Access to Early Childhood Education and Care

November 16, 2020

A new report recently published by Eurofound investigates the issue of access to early childhood education and care (ECEC), healthcare and long-term care in EU Member States, Norway and the UK. In this article, we provide a summary of the main findings related to ECEC.

The research is placed within the context of The European Pillar of Social Rights, which is the first set of social rights proclaimed by EU institutions since 2000. The Pillar states that people in the EU should have access to good quality ECEC and emphasises that children from disadvantaged backgrounds should have the right to specific measures to enhance equal opportunities. Access to these services contributes to reducing inequalities throughout the life cycle and achieving equality for women and persons with disabilities.

The report shows that many people with children report no unmet needs due to informal care arrangements, but many who use ECEC have difficulty affording it. Trends of convergence between the Member States understood as the extent to which countries are moving in the same direction, are also analysed. The trend of convergence has been stronger in terms of the proportion of children aged between three and primary school age in ECEC. This was mainly driven by countries below the average moving closer towards it, including Ireland. Ireland was also considered an “overperformer” regarding the progression of the proportion of children under three who are in ECEC – understood as a country which was above average in 2008 and found itself even further above average in 2018.

◆ REQUEST A: Rewrite the passage on access to early childhood education and care, beginning at the words "The report shows" and stopping after "average in 2018.". Substitute "alignment" for "convergence" throughout.

◆ INFORMATION GIVEN:
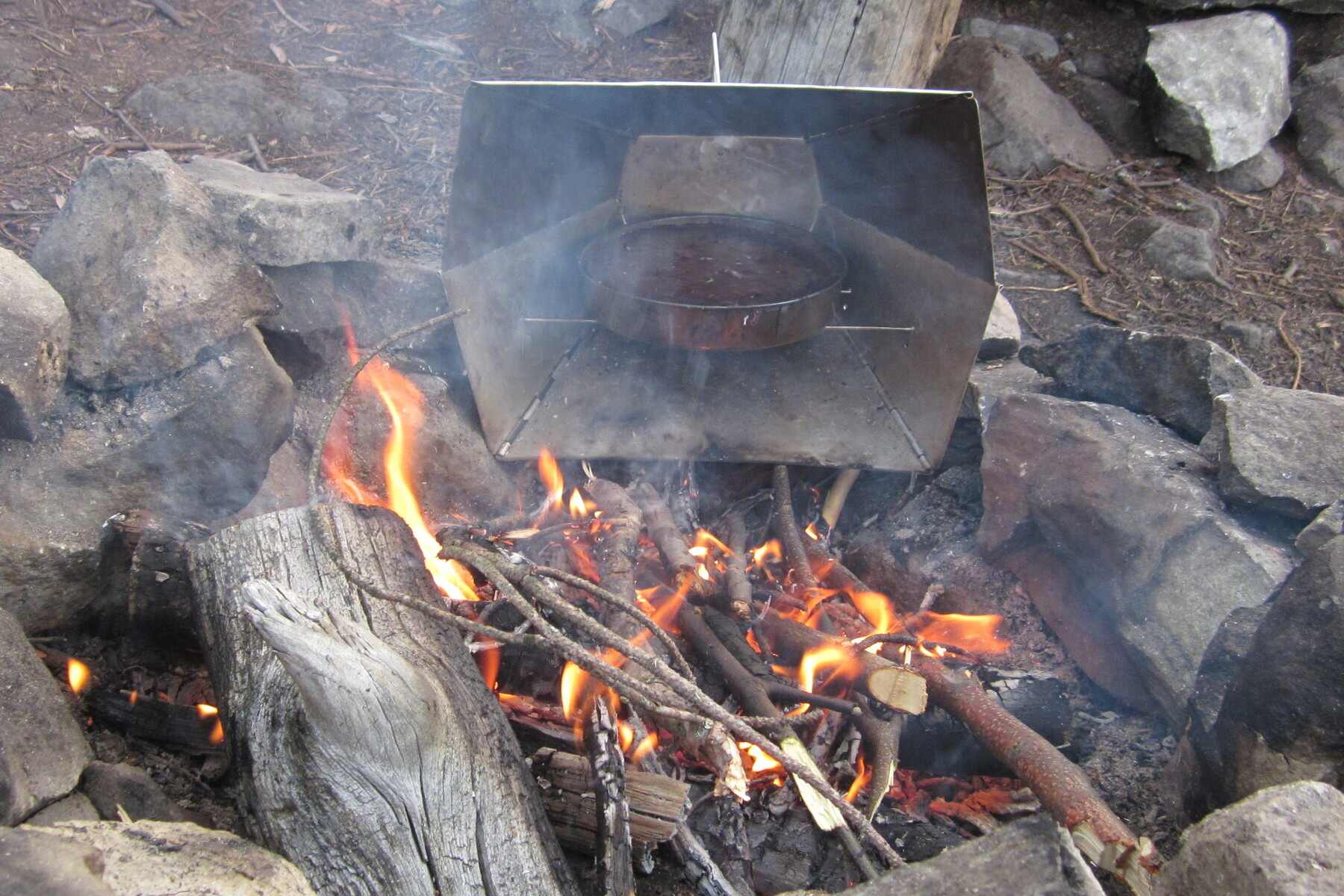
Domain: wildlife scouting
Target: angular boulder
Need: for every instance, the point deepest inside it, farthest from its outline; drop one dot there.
(1284, 841)
(1221, 87)
(190, 448)
(147, 272)
(1172, 378)
(235, 104)
(34, 339)
(1319, 113)
(287, 220)
(1155, 561)
(42, 748)
(1283, 718)
(1277, 449)
(1024, 125)
(179, 857)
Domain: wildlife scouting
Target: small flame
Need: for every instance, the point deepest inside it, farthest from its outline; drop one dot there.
(77, 675)
(644, 747)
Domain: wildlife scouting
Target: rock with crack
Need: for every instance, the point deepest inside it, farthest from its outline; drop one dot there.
(1219, 87)
(1174, 378)
(1278, 450)
(1257, 173)
(179, 857)
(1284, 841)
(1154, 558)
(235, 104)
(1319, 114)
(1281, 721)
(34, 337)
(1031, 43)
(287, 220)
(1026, 127)
(191, 448)
(42, 750)
(147, 272)
(1003, 332)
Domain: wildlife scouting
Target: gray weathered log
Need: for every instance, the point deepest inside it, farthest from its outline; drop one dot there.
(367, 747)
(880, 43)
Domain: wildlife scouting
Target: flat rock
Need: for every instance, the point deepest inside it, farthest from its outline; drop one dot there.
(1260, 172)
(1284, 841)
(1031, 43)
(149, 276)
(1280, 722)
(179, 857)
(626, 18)
(381, 297)
(1278, 449)
(114, 788)
(1156, 561)
(1221, 87)
(190, 448)
(1319, 113)
(287, 220)
(1024, 125)
(35, 862)
(42, 748)
(235, 104)
(34, 339)
(1172, 378)
(1328, 524)
(1003, 332)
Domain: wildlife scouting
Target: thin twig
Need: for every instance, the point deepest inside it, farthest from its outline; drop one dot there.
(1297, 355)
(1083, 237)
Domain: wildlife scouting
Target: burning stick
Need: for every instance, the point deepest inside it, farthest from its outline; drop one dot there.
(1061, 786)
(613, 812)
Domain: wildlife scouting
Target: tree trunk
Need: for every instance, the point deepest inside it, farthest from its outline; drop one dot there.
(366, 746)
(856, 43)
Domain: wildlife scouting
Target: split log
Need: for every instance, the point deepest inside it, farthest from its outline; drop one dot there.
(366, 746)
(880, 43)
(658, 802)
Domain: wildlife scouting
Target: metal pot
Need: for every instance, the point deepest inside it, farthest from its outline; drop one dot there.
(712, 281)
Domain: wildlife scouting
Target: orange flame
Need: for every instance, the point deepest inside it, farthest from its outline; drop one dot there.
(974, 633)
(77, 675)
(405, 406)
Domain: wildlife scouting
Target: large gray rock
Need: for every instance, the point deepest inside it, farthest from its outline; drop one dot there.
(1260, 172)
(42, 750)
(1116, 500)
(1024, 125)
(147, 272)
(1284, 841)
(1319, 113)
(190, 448)
(1221, 87)
(1283, 718)
(626, 18)
(34, 337)
(33, 862)
(1278, 449)
(1328, 524)
(1174, 378)
(287, 220)
(179, 857)
(1003, 332)
(235, 104)
(1031, 43)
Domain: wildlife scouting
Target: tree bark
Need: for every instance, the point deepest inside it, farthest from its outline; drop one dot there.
(878, 43)
(366, 744)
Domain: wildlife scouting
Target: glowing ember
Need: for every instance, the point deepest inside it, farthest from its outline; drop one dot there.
(974, 633)
(405, 406)
(77, 675)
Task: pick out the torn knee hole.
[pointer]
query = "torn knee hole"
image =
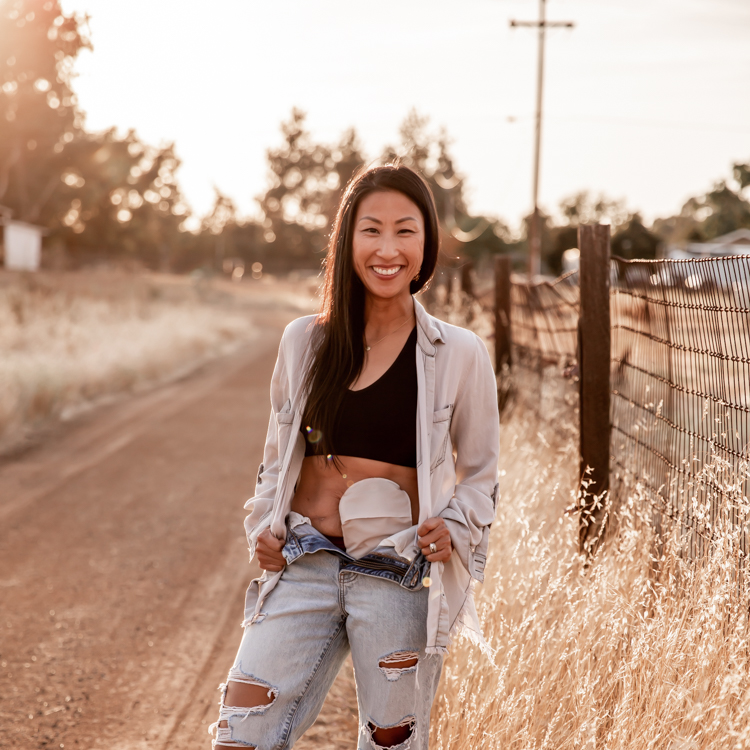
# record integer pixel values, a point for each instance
(392, 736)
(246, 694)
(397, 663)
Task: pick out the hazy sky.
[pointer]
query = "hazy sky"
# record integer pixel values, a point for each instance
(646, 100)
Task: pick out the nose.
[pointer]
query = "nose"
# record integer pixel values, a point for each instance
(389, 247)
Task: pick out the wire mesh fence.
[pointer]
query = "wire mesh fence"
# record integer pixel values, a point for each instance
(680, 385)
(679, 379)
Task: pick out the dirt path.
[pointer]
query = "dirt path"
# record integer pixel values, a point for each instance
(123, 565)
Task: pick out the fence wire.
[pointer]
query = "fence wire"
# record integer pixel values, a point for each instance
(680, 385)
(544, 321)
(679, 381)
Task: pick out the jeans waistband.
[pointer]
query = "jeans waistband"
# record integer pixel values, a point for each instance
(410, 574)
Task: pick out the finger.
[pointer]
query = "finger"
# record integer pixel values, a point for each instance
(272, 568)
(269, 541)
(435, 535)
(273, 563)
(442, 547)
(429, 525)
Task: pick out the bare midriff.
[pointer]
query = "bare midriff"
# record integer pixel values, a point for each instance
(321, 484)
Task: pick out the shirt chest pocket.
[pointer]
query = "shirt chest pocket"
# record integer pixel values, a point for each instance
(284, 425)
(441, 421)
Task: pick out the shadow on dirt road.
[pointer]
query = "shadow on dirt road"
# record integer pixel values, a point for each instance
(123, 565)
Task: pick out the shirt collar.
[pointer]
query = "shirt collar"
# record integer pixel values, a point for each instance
(428, 330)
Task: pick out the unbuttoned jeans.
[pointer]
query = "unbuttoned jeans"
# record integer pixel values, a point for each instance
(325, 605)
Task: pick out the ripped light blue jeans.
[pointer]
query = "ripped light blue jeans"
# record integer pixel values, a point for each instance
(325, 605)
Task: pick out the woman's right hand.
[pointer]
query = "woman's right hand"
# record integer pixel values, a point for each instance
(268, 551)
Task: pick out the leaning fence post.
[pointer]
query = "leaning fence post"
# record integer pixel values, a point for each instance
(502, 314)
(594, 368)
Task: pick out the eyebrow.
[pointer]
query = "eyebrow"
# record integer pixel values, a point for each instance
(377, 221)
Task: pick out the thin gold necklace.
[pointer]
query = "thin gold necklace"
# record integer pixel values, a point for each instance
(367, 348)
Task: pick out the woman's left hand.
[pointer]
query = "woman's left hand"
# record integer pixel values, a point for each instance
(434, 531)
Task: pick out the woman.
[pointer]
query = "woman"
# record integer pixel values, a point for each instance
(376, 491)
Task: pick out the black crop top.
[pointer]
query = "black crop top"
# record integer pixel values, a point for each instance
(380, 421)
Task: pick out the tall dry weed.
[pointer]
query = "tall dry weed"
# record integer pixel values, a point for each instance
(643, 648)
(65, 342)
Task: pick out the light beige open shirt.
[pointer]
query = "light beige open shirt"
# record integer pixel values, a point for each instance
(457, 417)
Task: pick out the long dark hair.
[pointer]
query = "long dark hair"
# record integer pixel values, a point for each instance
(339, 339)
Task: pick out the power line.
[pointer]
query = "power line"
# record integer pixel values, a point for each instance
(542, 24)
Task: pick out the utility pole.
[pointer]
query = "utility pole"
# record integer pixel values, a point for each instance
(535, 234)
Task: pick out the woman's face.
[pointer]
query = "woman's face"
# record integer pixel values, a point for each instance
(387, 243)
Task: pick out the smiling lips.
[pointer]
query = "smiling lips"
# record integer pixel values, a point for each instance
(386, 270)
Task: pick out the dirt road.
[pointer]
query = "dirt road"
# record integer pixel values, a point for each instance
(123, 566)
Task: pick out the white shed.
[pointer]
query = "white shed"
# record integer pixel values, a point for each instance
(23, 244)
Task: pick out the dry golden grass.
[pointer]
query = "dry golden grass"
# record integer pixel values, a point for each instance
(70, 339)
(630, 652)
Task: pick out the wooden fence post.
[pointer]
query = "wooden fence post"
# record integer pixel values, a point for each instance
(502, 314)
(594, 368)
(503, 339)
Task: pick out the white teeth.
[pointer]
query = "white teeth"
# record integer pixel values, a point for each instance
(386, 271)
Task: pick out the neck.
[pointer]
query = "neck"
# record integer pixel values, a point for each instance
(385, 313)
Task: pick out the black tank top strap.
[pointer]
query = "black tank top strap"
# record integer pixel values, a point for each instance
(380, 421)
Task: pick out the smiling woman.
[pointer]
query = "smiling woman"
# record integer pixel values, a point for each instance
(376, 491)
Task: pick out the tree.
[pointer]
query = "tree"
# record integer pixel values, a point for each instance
(39, 116)
(306, 179)
(464, 235)
(721, 210)
(634, 240)
(580, 208)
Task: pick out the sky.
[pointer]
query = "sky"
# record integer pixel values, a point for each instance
(644, 100)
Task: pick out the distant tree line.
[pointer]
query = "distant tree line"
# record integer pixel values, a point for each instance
(104, 196)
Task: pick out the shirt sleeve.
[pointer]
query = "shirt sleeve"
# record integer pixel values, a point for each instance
(261, 504)
(475, 435)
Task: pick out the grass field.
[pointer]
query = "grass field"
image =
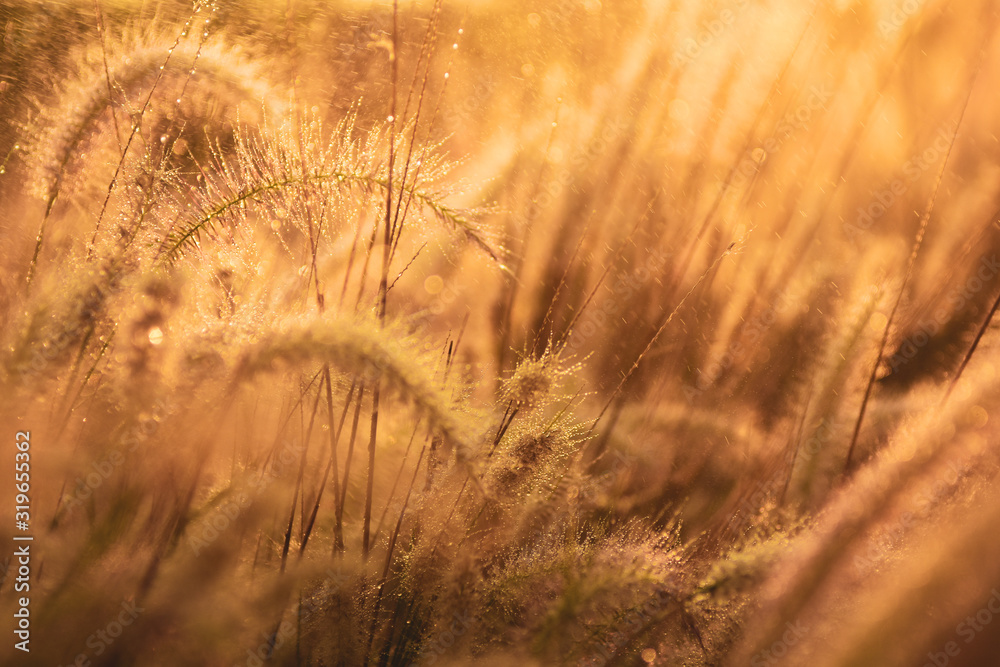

◆ REQUEST B: Convert the rows, beginning at the line that contains "Task: pick out the sky." and continuing through the end of the rows, into a Markdown table. Use the columns "No." and "Entry", giving each line a number and leaving out blank lines and the pictures.

◆ EXERCISE ANSWER A:
The report shows that many people with children report no unmet needs due to informal care arrangements, but many who use ECEC have difficulty affording it. Trends of alignment between the Member States understood as the extent to which countries are moving in the same direction, are also analysed. The trend of alignment has been stronger in terms of the proportion of children aged between three and primary school age in ECEC. This was mainly driven by countries below the average moving closer towards it, including Ireland. Ireland was also considered an “overperformer” regarding the progression of the proportion of children under three who are in ECEC – understood as a country which was above average in 2008 and found itself even further above average in 2018.

◆ EXERCISE ANSWER B:
| No. | Entry |
|---|---|
| 1 | Task: pick out the sky. |
| 2 | [pointer] |
| 3 | query = "sky" |
| 4 | # record integer pixel values, a point for each instance |
| 5 | (644, 100) |
| 6 | Task: pick out the distant tree line. |
| 7 | [pointer] |
| 8 | query = "distant tree line" |
| 9 | # record integer pixel values, a point for each instance |
| 10 | (104, 196) |
| 11 | Task: pick out the shirt sleeve. |
| 12 | [pointer] |
| 13 | query = "shirt sleeve" |
| 14 | # record integer pixel values, a point for each instance |
| 15 | (261, 504) |
| 16 | (475, 435) |
| 17 | Task: pick out the grass field. |
| 18 | [pointer] |
| 19 | query = "grass field" |
| 20 | image = |